_GOAL_
Please print the rows below again, word for word and in the same order.

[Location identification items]
--- START ---

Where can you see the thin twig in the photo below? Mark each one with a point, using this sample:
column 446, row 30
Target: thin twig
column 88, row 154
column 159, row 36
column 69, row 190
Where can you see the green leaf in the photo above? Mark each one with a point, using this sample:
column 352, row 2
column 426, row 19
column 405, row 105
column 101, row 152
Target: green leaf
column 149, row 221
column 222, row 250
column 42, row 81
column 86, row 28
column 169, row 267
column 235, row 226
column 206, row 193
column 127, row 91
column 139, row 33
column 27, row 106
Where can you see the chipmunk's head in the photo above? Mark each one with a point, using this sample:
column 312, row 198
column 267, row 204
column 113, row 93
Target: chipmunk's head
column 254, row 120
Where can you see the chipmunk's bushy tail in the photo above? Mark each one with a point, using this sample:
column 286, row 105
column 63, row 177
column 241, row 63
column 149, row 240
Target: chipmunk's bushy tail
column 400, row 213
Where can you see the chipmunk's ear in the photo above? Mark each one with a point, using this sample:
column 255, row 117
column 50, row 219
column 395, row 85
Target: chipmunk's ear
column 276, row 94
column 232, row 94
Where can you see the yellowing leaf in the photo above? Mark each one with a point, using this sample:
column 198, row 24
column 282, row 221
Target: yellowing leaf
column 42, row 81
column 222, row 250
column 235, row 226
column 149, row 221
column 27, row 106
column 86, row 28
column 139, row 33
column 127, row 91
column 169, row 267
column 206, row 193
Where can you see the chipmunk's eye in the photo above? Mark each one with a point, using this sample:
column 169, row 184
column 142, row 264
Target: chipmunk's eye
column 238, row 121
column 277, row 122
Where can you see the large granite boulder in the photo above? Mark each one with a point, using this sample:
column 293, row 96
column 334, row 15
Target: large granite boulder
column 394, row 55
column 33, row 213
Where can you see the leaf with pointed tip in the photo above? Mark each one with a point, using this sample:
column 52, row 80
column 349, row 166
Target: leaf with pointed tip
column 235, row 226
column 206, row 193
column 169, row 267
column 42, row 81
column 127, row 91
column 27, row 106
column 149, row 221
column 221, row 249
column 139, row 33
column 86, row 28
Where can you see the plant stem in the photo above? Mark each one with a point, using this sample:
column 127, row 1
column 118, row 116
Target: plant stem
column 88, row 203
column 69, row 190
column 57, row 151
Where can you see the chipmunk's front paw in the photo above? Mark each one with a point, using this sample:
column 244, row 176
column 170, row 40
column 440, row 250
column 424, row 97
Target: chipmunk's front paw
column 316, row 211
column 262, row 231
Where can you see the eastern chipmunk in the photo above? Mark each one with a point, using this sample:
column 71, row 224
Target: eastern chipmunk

--- END ---

_WORKED SOLUTION_
Where can you see the thin twig in the photo below? Mark each one with a point, using this sample:
column 446, row 30
Target: thin twig
column 88, row 154
column 159, row 36
column 69, row 190
Where can you see the green leaf in the photo above? Mark each one with a point, using this sample:
column 352, row 2
column 426, row 19
column 405, row 105
column 101, row 152
Target: green leaf
column 149, row 221
column 222, row 250
column 42, row 81
column 86, row 28
column 169, row 267
column 235, row 226
column 206, row 193
column 127, row 91
column 139, row 33
column 27, row 106
Where can you see the chipmunk's head in the photo above? Mark each one with a point, using this sample:
column 312, row 198
column 267, row 204
column 113, row 93
Target: chipmunk's head
column 254, row 120
Where can you see the chipmunk's bushy tail in the photo above? Mark each one with a point, using this sample:
column 286, row 105
column 63, row 177
column 241, row 63
column 149, row 240
Target: chipmunk's bushy tail
column 400, row 213
Where can you see the chipmunk's ear in the photo above? Mark each one with a point, using this sample:
column 255, row 117
column 50, row 219
column 395, row 85
Target: chipmunk's ear
column 276, row 94
column 232, row 94
Where can you see the yellowing leaf in the photo above? Mark each one with a point, using this sample:
column 198, row 24
column 282, row 221
Target: yellowing leaf
column 42, row 81
column 222, row 250
column 235, row 226
column 149, row 221
column 27, row 106
column 86, row 28
column 139, row 33
column 127, row 91
column 169, row 267
column 206, row 193
Where can you see the chipmunk's eye in the photo above? Mark each one with a point, using this sample:
column 169, row 184
column 142, row 264
Target: chipmunk's eye
column 238, row 121
column 277, row 122
Where can you see the large granite boulder in the photo above? Mark each one with a point, using this sample:
column 293, row 96
column 334, row 15
Target: large granite boulder
column 394, row 55
column 33, row 213
Where can you see the leaf with pointed tip in the photo above? Mark each one with a point, using this sample:
column 52, row 80
column 349, row 166
Target: leaf with pointed tip
column 235, row 226
column 206, row 193
column 169, row 267
column 42, row 81
column 127, row 91
column 27, row 106
column 149, row 221
column 221, row 249
column 139, row 33
column 86, row 28
Where can you see the plant stem in the photo above? Mark each one with a point, using this sample:
column 127, row 1
column 118, row 116
Target: plant stem
column 88, row 203
column 69, row 190
column 57, row 151
Where can you see the chipmunk's front paw in the photo above? Mark each one with a point, using this sample:
column 244, row 176
column 170, row 40
column 440, row 250
column 424, row 97
Target: chipmunk's front paw
column 316, row 211
column 262, row 231
Where can you see the eastern chipmunk in the photo above? Mark each one with a point, using this sample:
column 71, row 224
Target: eastern chipmunk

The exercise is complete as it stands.